Aim of the exercise: Edit the records by replacing "lit window" with "illuminated window" and leaving everything else as it is. Begin at the line that contains "Target: glowing street light", stop after the line that contains "x=373, y=125", and give back only those lines.

— Start Source material —

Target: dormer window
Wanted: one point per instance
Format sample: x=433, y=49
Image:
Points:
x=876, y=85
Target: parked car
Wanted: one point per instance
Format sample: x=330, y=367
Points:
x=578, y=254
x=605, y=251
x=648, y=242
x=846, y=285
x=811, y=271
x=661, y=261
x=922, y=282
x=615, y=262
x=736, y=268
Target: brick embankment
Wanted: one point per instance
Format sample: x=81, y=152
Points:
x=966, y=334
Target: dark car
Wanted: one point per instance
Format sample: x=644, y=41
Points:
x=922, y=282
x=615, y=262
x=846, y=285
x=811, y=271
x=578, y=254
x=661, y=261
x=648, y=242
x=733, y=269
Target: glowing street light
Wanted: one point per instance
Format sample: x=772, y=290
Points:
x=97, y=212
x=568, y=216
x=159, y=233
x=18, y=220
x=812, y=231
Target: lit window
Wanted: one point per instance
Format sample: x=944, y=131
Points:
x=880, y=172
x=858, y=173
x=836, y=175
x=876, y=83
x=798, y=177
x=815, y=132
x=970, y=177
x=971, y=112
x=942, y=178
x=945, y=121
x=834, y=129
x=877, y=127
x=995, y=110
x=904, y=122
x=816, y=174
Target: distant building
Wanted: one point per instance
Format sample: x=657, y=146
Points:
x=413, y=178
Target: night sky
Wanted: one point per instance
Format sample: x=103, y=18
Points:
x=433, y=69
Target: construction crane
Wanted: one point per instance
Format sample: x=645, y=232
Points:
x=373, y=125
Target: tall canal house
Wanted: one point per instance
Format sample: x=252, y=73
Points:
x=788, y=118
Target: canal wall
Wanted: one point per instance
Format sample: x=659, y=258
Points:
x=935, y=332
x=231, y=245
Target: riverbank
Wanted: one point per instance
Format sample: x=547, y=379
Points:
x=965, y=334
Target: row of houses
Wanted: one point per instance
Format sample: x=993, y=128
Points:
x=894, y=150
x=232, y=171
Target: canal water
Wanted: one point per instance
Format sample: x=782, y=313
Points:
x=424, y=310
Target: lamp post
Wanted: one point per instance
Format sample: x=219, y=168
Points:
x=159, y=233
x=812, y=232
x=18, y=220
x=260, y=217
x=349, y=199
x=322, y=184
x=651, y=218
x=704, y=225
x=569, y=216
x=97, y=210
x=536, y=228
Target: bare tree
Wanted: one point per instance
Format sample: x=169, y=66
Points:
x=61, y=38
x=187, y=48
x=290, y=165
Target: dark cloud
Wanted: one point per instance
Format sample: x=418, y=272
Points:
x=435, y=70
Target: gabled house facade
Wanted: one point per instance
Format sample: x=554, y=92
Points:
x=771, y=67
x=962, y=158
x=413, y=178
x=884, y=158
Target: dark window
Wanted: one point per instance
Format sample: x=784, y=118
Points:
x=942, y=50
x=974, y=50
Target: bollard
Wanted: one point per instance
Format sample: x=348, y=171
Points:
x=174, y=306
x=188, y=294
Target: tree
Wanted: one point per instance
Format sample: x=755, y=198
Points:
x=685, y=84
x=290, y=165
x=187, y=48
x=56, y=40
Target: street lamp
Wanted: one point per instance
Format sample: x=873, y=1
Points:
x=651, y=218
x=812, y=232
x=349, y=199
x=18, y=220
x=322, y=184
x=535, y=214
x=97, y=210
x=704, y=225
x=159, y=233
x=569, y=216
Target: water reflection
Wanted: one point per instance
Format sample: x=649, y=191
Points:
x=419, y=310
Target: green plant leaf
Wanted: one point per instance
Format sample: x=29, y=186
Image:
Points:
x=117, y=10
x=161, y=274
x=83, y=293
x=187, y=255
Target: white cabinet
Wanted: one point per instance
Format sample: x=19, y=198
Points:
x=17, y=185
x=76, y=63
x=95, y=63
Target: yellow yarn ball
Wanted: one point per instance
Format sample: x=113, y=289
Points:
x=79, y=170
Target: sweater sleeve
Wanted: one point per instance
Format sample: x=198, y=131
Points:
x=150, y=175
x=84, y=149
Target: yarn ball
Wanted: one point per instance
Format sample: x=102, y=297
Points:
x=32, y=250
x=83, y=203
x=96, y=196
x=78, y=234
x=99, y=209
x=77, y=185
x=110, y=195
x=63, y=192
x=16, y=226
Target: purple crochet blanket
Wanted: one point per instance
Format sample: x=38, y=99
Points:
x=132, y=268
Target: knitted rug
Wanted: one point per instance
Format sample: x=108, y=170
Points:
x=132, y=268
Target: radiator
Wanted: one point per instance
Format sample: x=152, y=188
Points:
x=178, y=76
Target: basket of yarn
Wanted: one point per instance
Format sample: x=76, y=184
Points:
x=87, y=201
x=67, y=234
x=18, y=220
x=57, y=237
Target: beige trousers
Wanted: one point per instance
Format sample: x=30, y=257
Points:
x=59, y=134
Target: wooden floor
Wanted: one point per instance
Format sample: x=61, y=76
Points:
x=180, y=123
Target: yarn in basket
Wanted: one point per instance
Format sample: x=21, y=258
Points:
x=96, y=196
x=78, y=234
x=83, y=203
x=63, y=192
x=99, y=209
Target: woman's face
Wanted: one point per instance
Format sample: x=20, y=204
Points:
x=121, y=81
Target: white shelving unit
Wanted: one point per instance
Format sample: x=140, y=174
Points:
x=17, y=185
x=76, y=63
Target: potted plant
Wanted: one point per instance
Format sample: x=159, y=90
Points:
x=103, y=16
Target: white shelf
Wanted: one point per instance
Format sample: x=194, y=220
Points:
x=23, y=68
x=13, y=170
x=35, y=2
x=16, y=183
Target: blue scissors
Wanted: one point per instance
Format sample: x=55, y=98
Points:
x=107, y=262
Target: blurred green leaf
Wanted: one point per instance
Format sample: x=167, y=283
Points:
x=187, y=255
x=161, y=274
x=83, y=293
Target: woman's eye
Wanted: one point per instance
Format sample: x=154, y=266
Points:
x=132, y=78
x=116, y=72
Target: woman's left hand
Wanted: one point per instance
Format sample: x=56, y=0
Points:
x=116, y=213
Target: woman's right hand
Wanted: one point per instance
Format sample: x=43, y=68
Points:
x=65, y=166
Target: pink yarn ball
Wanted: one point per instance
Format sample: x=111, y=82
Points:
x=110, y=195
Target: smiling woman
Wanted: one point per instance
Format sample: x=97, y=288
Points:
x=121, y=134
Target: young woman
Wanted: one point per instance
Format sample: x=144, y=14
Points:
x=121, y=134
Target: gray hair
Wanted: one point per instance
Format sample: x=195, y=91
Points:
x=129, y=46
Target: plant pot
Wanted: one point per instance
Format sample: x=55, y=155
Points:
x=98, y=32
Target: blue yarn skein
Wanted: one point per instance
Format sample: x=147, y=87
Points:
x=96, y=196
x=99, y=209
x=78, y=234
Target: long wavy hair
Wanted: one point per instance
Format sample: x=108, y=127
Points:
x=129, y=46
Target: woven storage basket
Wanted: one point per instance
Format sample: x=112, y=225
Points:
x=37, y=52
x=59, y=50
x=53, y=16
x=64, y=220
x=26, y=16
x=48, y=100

— End Source material —

The response:
Target: glowing street light
Wanted: one point per instance
Format sample: x=772, y=290
Points:
x=97, y=212
x=568, y=216
x=159, y=233
x=18, y=220
x=812, y=231
Target: illuminated window
Wanted: one point per instance
Format sample: x=944, y=131
Points:
x=880, y=172
x=858, y=173
x=836, y=175
x=876, y=83
x=798, y=177
x=815, y=132
x=970, y=177
x=971, y=112
x=942, y=178
x=945, y=121
x=834, y=129
x=877, y=127
x=995, y=110
x=904, y=122
x=816, y=174
Target: distant building
Wanted: one point per instance
Format sample: x=657, y=146
Points:
x=413, y=178
Target: night sky
Wanted: one point per instance
Format sample: x=103, y=18
Points:
x=433, y=69
Target: construction crane
Wanted: one point per instance
Format sample: x=645, y=232
Points:
x=373, y=125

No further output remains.